[WORK TO BE COMPLETED]: Reproduce the following material verbatim, keeping every line unchanged.

EXERCISE DATA START

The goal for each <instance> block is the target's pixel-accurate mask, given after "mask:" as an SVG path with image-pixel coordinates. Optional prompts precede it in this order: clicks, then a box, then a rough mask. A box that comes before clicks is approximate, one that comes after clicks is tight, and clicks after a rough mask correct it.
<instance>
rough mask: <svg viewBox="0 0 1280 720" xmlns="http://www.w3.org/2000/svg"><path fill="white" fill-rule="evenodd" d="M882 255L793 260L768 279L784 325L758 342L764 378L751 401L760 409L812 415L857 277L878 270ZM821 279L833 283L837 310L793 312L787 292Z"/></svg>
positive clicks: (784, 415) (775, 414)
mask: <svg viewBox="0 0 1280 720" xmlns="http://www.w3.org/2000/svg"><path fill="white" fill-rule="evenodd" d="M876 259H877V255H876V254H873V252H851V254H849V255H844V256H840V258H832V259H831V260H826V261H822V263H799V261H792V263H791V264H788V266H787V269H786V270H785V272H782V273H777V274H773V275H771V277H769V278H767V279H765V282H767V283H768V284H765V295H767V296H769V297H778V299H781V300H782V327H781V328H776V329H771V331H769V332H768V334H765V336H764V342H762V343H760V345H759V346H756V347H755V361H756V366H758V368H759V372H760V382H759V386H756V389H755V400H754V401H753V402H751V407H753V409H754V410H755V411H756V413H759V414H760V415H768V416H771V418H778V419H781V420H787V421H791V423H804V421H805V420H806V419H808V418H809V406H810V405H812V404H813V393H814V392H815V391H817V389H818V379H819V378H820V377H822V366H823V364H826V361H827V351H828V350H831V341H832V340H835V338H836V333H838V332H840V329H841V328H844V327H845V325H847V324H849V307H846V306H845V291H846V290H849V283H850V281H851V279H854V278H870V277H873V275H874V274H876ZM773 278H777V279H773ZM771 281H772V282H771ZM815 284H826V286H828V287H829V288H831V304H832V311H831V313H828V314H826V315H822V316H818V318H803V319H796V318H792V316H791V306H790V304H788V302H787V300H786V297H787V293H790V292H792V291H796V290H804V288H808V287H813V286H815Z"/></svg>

EXERCISE DATA END

[RESPONSE]:
The goal for each <instance> block is the target's pixel-accurate mask, given after "mask:" as an SVG path with image-pixel coordinates. Optional prompts precede it in this order: clicks, then a box, then a rough mask. A box that comes before clicks is approximate, one that comes after clicks is tight, and clicks after a rough mask correct it.
<instance>
rough mask: <svg viewBox="0 0 1280 720" xmlns="http://www.w3.org/2000/svg"><path fill="white" fill-rule="evenodd" d="M882 255L793 260L768 279L784 325L758 342L764 378L751 401L760 409L812 415L857 277L878 270ZM821 279L833 283L837 310L793 312L787 292Z"/></svg>
positive clicks: (784, 415) (775, 414)
mask: <svg viewBox="0 0 1280 720" xmlns="http://www.w3.org/2000/svg"><path fill="white" fill-rule="evenodd" d="M876 259H877V255H876V254H873V252H851V254H849V255H844V256H840V258H832V259H831V260H826V261H822V263H799V261H792V263H791V264H788V266H787V269H786V270H785V272H782V273H777V274H773V275H771V277H769V278H767V279H765V282H767V283H768V284H765V295H767V296H769V297H778V299H781V300H782V327H781V328H776V329H771V331H769V332H768V334H765V336H764V342H762V343H760V345H759V346H756V347H755V361H756V366H758V368H759V372H760V382H759V386H756V389H755V400H754V401H753V402H751V407H753V409H754V410H755V411H756V413H759V414H760V415H768V416H771V418H778V419H781V420H787V421H791V423H804V421H805V420H806V419H808V418H809V406H810V405H812V404H813V393H814V392H815V391H817V389H818V379H819V378H820V377H822V366H823V364H826V361H827V351H828V350H831V341H832V340H835V338H836V333H838V332H840V329H841V328H844V327H845V325H847V324H849V307H846V306H845V291H846V290H849V283H850V281H851V279H854V278H870V277H873V275H874V274H876ZM773 278H777V279H773ZM771 281H772V282H771ZM815 284H826V286H828V287H829V288H831V304H832V311H831V313H828V314H826V315H822V316H818V318H803V319H796V318H792V316H791V306H790V304H788V302H787V300H786V297H787V293H790V292H792V291H796V290H804V288H808V287H813V286H815Z"/></svg>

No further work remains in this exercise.